(ACTION ITEM)
Output all entries exactly as they appear and skip the pictures.

============================================================

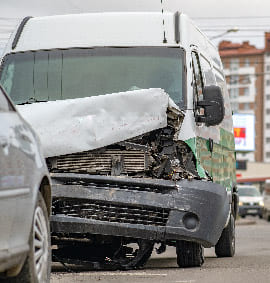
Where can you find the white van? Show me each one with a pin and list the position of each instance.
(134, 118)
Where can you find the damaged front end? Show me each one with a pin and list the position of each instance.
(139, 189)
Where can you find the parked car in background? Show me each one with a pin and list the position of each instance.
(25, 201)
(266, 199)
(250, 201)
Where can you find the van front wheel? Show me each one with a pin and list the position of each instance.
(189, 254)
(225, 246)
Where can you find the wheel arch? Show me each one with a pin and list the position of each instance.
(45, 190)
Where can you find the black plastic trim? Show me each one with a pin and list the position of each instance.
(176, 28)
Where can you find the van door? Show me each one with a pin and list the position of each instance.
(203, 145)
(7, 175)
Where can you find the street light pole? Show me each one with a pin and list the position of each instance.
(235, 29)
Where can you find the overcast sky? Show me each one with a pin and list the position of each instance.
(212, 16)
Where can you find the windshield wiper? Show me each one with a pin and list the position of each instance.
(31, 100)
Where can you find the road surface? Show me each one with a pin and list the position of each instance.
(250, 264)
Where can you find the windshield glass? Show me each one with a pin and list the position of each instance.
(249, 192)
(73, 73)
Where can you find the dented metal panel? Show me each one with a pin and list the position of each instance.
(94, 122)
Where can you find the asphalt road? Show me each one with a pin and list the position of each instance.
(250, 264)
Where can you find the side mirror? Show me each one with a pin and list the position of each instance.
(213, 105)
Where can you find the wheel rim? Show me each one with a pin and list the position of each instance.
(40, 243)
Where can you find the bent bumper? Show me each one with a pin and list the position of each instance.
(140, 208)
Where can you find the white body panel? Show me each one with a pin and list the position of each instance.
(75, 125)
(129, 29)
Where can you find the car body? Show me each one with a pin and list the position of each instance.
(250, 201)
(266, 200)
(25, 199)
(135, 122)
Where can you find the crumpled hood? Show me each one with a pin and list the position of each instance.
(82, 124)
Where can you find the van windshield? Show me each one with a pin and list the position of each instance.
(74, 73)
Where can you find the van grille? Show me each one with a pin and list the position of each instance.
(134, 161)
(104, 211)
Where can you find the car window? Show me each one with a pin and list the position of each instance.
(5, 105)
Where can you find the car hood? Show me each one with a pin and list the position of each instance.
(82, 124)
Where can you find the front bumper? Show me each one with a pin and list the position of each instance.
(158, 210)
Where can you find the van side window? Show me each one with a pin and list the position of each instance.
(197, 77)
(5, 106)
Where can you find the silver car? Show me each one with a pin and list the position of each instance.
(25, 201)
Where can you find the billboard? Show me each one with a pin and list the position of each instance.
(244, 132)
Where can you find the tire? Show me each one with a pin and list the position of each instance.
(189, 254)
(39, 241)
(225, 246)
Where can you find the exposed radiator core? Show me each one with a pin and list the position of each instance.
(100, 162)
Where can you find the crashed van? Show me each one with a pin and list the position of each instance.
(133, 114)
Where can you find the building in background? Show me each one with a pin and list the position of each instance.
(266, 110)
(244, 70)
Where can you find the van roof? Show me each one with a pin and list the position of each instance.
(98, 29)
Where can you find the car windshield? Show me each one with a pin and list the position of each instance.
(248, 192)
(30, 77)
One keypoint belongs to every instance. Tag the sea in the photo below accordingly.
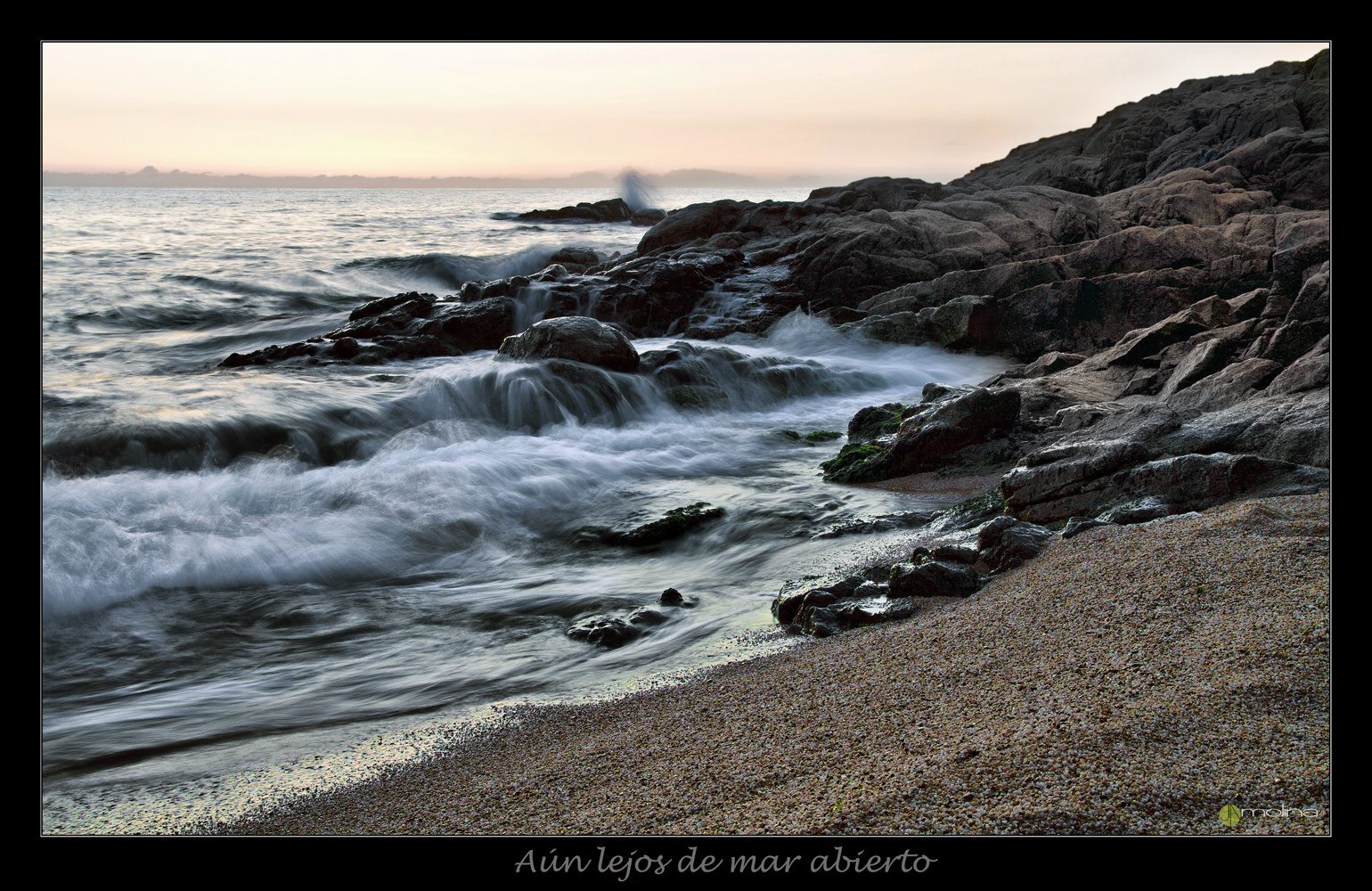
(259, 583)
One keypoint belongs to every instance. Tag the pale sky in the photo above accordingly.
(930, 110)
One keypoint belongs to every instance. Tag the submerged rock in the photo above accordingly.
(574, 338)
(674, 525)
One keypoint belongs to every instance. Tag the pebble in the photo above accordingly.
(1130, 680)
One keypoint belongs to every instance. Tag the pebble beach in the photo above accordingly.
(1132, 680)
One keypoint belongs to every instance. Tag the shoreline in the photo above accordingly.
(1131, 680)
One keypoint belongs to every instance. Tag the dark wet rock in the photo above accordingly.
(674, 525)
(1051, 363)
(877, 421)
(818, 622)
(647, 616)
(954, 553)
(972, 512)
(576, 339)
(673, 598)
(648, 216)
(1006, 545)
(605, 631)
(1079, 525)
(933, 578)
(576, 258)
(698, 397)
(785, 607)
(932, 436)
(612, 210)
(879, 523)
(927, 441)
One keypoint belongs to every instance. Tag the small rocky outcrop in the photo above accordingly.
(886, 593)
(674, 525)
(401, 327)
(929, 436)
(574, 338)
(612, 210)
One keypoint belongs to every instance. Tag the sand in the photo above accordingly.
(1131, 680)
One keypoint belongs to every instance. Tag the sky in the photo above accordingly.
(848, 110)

============================================================

(ANSWER AREA)
Where can you find the white van? Show me each one with a pin and list the position of each instance.
(134, 118)
Where can you find the damaged front end? Show me each one with a pin and list the position of each instance.
(139, 189)
Where can you find the parked car in background? Show me each one with a pin and list the position of each instance.
(25, 201)
(266, 199)
(250, 201)
Where can you find the van front wheel? Show me each one with a pin and list the position of each instance.
(189, 254)
(225, 246)
Where can you find the wheel arch? Show me each one with a pin and list the position of each instance.
(45, 190)
Where can you find the black plastic trim? Show me each one with a pin and list the position of each instance.
(176, 28)
Where can you find the van door? Show me each one with a pin and list the position of each instance.
(203, 145)
(7, 175)
Where can you find the street light pole? Show me each one with a pin and list the position of each instance.
(235, 29)
Where can you find the overcast sky? Show me each one with a pin and list the position of each instance.
(212, 16)
Where can you find the windshield wiper? Show me each one with a pin and list the position of each instance.
(31, 100)
Where can you find the road surface? Show me each one with a pin and list the position of each instance.
(250, 264)
Where can you find the windshield glass? Show me each one with a pin and list the position of each instance.
(249, 192)
(73, 73)
Where can you find the dented metal panel? Show me each one with a pin and list the position of each instance.
(94, 122)
Where can you find the asphalt road? Show me each one with a pin and list the position of each instance.
(250, 264)
Where can you find the side mirror? Show me each one with a pin and list the position of each instance.
(213, 105)
Where can you find the wheel rim? Show me each one with a pin and list the position of each instance.
(40, 243)
Where can you find the bent bumper? Show me each one with a pin and list the position of each instance.
(140, 208)
Where can you find the white body panel? Show me each one with a pin and list the position of each instance.
(75, 125)
(129, 29)
Where can you find the car body? Show me each one with a pin and list the position of each instance.
(250, 201)
(266, 200)
(25, 199)
(135, 122)
Where can you find the crumpled hood? Show me each one with a pin and list the position of each instance.
(82, 124)
Where can you find the van windshield? Show me each one with a pin and list the position of each instance.
(74, 73)
Where can you find the van grille? Show me each one with a pin and list the position of each instance.
(134, 161)
(104, 211)
Where can you find the car window? Show me each one with a pin and list the position of each instance.
(5, 105)
Where can you find the car hood? Show me each one with a pin and list the position of each instance.
(82, 124)
Where can you find the front bumper? Show me each one with a pin and list the position of each instance.
(158, 210)
Where can you find the van side window? Show me each one with a pin and list the position of each instance.
(197, 77)
(5, 106)
Where can you find the silver car? Show me each one with a pin and list the position of each instance.
(25, 201)
Where can you find the billboard? Show me each one with a pin and list the position of each instance.
(244, 132)
Where can you find the tire? Show me each one with a pin and list the position of each instance.
(189, 254)
(39, 241)
(225, 246)
Where can you find the exposed radiator core? Show me each one with a pin and list the position of each instance.
(100, 162)
Where can you find the crashed van? Show me each one with a pin and list the position of each instance.
(133, 114)
Where can you find the building in background? Show me each one with a pin and list the position of each instance.
(266, 110)
(244, 70)
Where can you find the van roof? Show me each one with a pin and list the position of each instance.
(98, 29)
Where can you find the car windshield? Show me each one with a pin and list the position of each instance.
(248, 192)
(30, 77)
One keypoint belongs to every instance. Tag the sea in the photo below accordingly.
(259, 583)
One keypoint belongs to every instance. Tag the pale sky in the photo above accordingly.
(930, 110)
One keypoint belongs to every instance. Tag the submerged rock in the photo above accordingly.
(574, 338)
(674, 525)
One keypoint belongs to every instance. Tag the pebble in the photo above accordingly.
(1130, 680)
One keypoint belongs to every instance. Tag the pebble beach in the photo above accordingly.
(1132, 680)
One keypoint belongs to every instance. Tag the shoreline in the photo above accordingly.
(1131, 680)
One keypoint belongs to every instance. Tag the dark wet rock in the photo above accordingly.
(674, 525)
(1051, 363)
(877, 421)
(818, 622)
(647, 616)
(954, 553)
(972, 512)
(576, 339)
(673, 598)
(648, 216)
(1006, 545)
(605, 631)
(1079, 525)
(933, 578)
(576, 258)
(698, 397)
(785, 607)
(932, 436)
(612, 210)
(879, 523)
(927, 441)
One keypoint belongs to every instance. Tag the small rocky outcrop in the photo above accordingly.
(886, 593)
(674, 525)
(401, 327)
(929, 436)
(574, 338)
(612, 210)
One keypoint belongs to every instance. Tag the sand in the photo above accordingly.
(1131, 680)
One keypoint belongs to every instance. Tag the sky in the photo above accordingly.
(848, 110)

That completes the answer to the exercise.